(Source data)
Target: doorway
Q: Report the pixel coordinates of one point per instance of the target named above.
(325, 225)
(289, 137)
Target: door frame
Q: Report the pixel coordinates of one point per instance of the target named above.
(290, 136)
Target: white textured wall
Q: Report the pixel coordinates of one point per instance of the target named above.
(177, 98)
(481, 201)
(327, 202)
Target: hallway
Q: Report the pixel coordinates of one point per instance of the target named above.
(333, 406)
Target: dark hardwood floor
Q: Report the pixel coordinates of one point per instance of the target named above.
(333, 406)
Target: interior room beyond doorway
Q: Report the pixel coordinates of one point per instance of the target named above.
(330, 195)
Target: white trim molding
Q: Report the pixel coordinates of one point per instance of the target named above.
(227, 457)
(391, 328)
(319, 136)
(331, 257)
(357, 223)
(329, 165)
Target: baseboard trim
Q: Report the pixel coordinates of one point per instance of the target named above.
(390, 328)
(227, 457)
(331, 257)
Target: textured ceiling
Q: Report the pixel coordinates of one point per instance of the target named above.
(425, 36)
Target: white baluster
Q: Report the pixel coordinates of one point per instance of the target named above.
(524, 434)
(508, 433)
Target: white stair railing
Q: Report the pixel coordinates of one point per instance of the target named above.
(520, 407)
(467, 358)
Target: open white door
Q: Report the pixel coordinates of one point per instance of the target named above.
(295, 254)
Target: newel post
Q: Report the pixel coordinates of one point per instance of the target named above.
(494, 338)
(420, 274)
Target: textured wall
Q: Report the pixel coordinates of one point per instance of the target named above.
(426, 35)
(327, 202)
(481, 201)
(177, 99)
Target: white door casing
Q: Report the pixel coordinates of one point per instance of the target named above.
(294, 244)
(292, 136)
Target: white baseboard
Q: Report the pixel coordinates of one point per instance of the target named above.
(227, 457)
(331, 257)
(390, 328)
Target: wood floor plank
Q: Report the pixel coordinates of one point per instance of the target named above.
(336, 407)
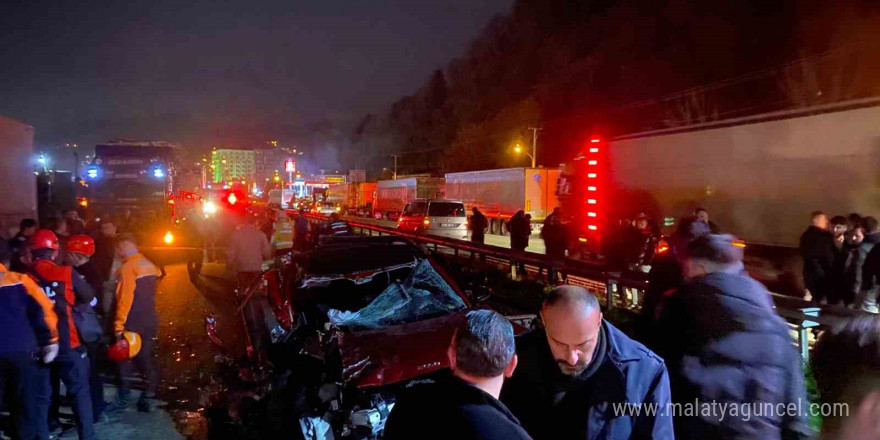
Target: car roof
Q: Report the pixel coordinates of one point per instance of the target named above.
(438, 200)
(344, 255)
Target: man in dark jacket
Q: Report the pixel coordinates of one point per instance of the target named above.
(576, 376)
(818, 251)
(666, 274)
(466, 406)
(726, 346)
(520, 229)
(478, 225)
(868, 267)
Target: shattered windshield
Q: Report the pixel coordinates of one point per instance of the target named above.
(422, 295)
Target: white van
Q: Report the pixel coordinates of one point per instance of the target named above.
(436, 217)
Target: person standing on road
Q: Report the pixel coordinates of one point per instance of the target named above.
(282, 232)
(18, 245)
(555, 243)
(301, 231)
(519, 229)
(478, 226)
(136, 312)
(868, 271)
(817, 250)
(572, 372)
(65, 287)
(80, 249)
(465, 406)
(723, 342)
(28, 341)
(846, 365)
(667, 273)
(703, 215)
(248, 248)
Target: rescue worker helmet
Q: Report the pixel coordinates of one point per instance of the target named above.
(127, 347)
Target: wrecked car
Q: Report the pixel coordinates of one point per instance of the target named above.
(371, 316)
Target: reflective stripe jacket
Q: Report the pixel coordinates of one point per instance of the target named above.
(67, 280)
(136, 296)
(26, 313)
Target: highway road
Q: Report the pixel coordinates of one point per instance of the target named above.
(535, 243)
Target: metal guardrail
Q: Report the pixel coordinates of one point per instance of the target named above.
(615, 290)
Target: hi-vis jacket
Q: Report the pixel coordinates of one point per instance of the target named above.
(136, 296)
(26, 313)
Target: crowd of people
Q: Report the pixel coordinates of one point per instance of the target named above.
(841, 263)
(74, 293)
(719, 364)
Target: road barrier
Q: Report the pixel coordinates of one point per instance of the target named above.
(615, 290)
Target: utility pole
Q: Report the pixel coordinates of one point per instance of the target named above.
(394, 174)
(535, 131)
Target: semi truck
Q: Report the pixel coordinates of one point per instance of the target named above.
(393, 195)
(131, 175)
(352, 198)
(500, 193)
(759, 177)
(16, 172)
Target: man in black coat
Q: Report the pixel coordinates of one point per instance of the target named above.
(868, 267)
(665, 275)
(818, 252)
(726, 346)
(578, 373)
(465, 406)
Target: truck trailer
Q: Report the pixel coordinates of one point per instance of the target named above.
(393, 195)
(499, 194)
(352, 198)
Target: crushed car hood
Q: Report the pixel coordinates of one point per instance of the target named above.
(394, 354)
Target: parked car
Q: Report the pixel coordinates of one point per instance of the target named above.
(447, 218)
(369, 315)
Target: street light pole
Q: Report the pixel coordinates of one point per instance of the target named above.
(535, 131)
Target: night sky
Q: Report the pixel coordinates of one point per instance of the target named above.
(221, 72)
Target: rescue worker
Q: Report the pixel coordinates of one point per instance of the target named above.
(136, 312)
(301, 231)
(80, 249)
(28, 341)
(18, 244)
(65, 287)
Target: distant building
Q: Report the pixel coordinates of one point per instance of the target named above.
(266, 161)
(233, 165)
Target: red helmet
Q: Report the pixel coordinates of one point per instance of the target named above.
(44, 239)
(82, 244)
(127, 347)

...

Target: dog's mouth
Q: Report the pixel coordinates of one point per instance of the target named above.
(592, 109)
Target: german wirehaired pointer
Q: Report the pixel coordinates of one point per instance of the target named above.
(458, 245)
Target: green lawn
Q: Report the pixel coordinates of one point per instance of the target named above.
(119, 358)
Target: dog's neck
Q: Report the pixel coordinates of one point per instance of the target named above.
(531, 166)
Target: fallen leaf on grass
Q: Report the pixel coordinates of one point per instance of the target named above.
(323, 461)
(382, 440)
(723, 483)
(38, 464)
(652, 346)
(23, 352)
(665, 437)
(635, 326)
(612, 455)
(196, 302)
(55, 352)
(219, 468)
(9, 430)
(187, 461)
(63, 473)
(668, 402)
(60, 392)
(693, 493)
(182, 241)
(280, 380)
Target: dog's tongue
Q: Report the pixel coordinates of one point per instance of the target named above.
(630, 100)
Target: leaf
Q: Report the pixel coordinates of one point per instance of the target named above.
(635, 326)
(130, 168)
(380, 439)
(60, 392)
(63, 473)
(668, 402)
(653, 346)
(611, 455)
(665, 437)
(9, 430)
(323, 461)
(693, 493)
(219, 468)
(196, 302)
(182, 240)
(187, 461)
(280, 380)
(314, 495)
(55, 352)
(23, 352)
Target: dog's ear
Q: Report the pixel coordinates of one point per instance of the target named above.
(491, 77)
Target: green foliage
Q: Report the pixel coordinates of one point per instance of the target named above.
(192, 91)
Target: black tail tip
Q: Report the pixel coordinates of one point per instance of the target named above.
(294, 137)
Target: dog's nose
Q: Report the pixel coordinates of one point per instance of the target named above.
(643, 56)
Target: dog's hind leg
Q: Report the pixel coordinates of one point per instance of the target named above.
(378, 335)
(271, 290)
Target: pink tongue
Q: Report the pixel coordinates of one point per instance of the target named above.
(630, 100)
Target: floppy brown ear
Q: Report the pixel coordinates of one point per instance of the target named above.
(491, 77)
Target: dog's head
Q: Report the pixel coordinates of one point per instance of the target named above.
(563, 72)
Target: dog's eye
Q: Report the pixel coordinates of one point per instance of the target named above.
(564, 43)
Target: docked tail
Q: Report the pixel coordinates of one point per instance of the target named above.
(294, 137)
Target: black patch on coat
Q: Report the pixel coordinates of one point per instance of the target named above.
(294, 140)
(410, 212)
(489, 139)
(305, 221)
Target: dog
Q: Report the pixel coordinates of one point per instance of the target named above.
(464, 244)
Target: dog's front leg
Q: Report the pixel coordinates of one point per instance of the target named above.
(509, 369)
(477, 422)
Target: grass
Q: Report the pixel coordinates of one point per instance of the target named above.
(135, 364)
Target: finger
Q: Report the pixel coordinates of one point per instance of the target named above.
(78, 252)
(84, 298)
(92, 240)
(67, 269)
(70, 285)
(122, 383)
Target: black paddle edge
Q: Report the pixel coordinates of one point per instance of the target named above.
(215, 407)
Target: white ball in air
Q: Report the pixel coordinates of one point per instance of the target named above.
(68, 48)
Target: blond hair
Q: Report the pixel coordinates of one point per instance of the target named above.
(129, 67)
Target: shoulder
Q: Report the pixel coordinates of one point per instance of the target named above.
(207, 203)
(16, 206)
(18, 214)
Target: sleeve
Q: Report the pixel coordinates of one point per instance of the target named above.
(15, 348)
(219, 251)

---

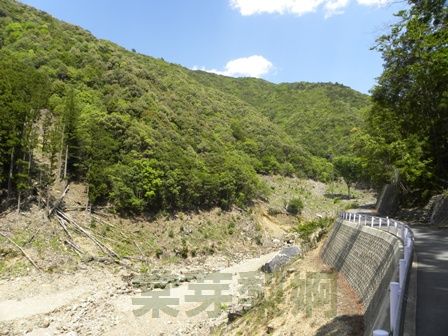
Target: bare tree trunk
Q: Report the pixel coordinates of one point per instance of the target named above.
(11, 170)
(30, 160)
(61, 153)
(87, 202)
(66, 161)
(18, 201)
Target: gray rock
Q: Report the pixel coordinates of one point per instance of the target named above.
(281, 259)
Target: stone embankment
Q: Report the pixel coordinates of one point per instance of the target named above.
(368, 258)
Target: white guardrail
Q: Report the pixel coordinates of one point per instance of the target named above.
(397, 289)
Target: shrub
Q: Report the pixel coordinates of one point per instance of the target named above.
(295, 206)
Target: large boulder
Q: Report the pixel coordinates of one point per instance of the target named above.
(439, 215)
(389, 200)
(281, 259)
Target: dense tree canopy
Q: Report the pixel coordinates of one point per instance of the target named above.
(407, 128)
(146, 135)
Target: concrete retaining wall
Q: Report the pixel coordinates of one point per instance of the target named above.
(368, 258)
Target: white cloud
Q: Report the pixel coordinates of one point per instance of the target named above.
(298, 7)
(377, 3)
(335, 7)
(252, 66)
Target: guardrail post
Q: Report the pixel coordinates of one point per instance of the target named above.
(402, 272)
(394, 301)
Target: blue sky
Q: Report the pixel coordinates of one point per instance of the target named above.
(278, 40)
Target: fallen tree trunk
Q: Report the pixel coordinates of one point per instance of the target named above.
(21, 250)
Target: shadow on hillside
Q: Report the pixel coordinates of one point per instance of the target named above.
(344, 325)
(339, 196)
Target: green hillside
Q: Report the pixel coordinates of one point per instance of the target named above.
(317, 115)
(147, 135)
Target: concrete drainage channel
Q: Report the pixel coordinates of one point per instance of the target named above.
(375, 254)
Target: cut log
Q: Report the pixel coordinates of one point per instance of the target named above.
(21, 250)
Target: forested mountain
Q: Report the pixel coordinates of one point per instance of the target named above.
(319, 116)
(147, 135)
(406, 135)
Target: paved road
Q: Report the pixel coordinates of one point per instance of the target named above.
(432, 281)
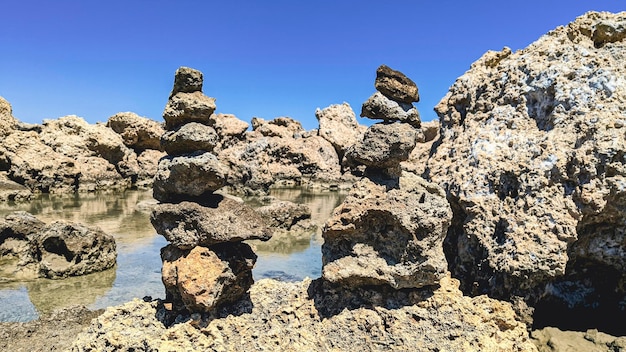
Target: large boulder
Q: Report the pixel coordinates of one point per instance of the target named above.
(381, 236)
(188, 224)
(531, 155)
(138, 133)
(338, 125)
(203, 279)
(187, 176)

WHAT YOU NEED TO DO: How many lines in the records above contain the string "post"? Give only the number.

THE OUTPUT: 2